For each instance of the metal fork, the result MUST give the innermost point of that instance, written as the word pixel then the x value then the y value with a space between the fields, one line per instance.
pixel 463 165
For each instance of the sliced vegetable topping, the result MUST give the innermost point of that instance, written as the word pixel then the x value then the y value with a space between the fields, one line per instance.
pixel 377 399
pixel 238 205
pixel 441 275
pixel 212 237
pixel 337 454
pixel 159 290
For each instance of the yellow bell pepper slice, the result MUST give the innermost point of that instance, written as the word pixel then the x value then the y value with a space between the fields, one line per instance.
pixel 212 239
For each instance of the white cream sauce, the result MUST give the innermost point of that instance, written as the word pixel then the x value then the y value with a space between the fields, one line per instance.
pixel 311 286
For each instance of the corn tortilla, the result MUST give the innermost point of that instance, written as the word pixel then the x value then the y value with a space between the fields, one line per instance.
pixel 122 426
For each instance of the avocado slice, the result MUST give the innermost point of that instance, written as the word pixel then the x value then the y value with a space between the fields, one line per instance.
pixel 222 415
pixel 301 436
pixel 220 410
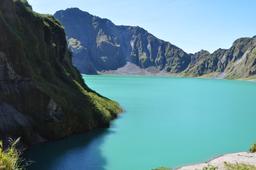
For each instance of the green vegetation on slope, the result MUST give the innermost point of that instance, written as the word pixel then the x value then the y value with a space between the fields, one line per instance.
pixel 253 148
pixel 41 87
pixel 9 159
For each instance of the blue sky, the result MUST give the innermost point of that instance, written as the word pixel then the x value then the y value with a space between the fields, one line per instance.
pixel 190 24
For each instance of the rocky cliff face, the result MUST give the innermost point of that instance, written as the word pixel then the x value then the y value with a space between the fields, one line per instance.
pixel 100 45
pixel 42 96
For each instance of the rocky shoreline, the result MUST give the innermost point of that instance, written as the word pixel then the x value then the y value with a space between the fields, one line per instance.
pixel 245 158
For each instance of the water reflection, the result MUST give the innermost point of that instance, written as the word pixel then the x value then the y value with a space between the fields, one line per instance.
pixel 76 152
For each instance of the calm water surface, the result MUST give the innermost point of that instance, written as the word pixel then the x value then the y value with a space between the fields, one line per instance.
pixel 168 122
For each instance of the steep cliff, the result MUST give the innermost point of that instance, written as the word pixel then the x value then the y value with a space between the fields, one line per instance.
pixel 42 96
pixel 100 45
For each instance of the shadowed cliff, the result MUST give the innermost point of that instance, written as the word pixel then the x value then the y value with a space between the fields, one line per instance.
pixel 42 96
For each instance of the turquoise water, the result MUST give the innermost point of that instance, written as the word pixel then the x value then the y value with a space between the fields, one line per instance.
pixel 167 122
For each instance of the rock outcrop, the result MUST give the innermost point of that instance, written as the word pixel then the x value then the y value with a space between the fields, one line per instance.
pixel 99 45
pixel 42 96
pixel 225 162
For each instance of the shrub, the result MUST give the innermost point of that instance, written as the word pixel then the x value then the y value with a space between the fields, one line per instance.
pixel 9 158
pixel 253 148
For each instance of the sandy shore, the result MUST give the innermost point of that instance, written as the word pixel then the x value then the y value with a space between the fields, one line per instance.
pixel 219 162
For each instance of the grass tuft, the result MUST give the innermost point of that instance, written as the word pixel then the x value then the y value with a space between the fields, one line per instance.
pixel 10 158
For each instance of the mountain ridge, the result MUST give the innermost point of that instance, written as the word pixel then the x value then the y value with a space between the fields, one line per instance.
pixel 42 95
pixel 106 47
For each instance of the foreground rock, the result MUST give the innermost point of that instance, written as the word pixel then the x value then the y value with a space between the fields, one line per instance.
pixel 42 96
pixel 220 162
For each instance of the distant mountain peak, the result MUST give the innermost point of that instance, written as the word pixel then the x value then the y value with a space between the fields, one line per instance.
pixel 109 47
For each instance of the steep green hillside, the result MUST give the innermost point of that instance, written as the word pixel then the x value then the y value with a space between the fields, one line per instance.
pixel 42 96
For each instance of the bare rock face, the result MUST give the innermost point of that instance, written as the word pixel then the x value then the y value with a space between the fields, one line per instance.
pixel 42 96
pixel 105 47
pixel 246 160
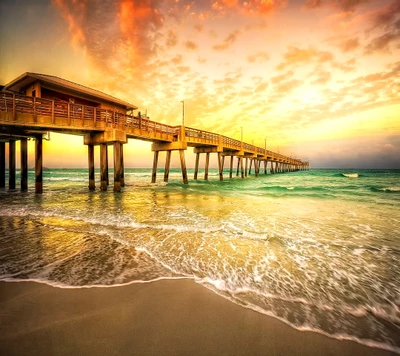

__Job__
Please rewrite the material from its very start down to and including the line that contains "pixel 463 165", raising every x and y coordinate in the answers by 78.

__Exercise answer__
For each instance of the metal fork, the result MUST give the innermost point of that instance, written as the word pixel then the x value then the y value with a space between the fields, one line per instance.
pixel 541 243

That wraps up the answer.